--- START OF ENTRIES SHOWN ---

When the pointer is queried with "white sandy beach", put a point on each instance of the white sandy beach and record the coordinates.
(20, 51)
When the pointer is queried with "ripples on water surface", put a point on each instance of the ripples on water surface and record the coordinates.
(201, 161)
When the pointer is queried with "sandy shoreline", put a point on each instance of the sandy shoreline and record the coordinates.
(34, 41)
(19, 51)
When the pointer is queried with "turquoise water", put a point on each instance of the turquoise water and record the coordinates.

--- END OF ENTRIES SHOWN ---
--- START OF ENTRIES SHOWN ---

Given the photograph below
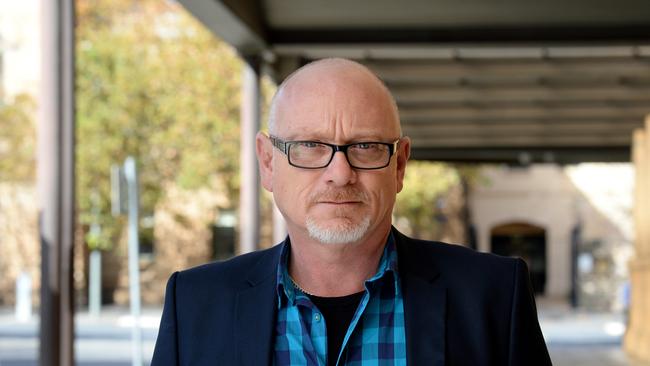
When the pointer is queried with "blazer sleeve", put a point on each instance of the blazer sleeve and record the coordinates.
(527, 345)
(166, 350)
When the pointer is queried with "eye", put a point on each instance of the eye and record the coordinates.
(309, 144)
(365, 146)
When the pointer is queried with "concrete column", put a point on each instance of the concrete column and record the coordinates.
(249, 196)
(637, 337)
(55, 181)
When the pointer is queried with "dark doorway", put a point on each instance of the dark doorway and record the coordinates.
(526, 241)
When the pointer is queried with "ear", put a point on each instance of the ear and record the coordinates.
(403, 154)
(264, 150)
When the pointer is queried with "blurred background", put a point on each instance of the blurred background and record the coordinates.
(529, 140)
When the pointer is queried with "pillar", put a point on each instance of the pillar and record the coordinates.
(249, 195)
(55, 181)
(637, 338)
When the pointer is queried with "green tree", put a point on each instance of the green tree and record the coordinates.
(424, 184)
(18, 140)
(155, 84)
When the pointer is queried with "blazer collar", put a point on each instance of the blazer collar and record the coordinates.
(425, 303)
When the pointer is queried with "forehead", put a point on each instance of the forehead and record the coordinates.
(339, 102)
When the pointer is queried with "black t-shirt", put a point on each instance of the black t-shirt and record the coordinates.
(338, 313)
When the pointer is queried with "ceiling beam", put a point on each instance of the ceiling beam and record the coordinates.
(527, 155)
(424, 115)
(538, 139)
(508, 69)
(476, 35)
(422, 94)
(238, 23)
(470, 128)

--- END OF ENTRIES SHOWN ---
--- START OF ENTRIES SHOWN ---

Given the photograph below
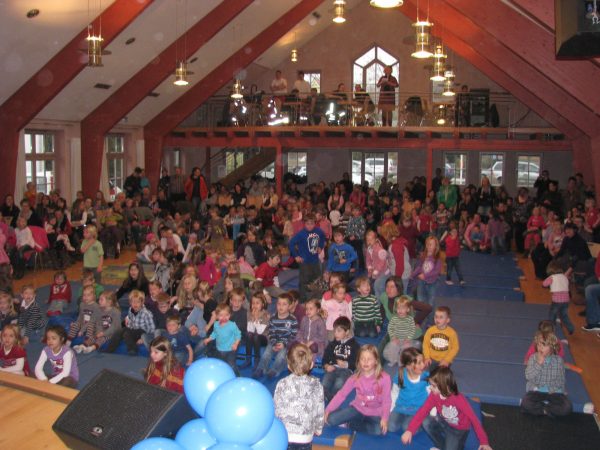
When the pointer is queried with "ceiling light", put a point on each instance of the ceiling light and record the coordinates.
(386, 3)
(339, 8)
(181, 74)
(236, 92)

--- END OF ENTRIES SHOWN ---

DIRECTION:
Begin at the line that has "beach and record the coordinates." and stop after the line that has "water and record the coordinates.". Write those records out again, switching "sandy shoreline" to "rocky shoreline" and keeping everything else the same.

TASK ANSWER:
When the pointer is queried with "white sandy beach", put a point on each instance of the white sandy beach and record the coordinates.
(20, 51)
When the pointer is queried with "ripples on water surface", put a point on each instance of the ripples on water surface and record the coordinates.
(201, 161)
When the pointer is queried with "rocky shoreline", put a point on each instance of the rocky shoreline and record the coordinates.
(34, 41)
(19, 51)
When the pointer is queried with "turquoise water", put a point on each instance of the turquoise water and record the coordinates.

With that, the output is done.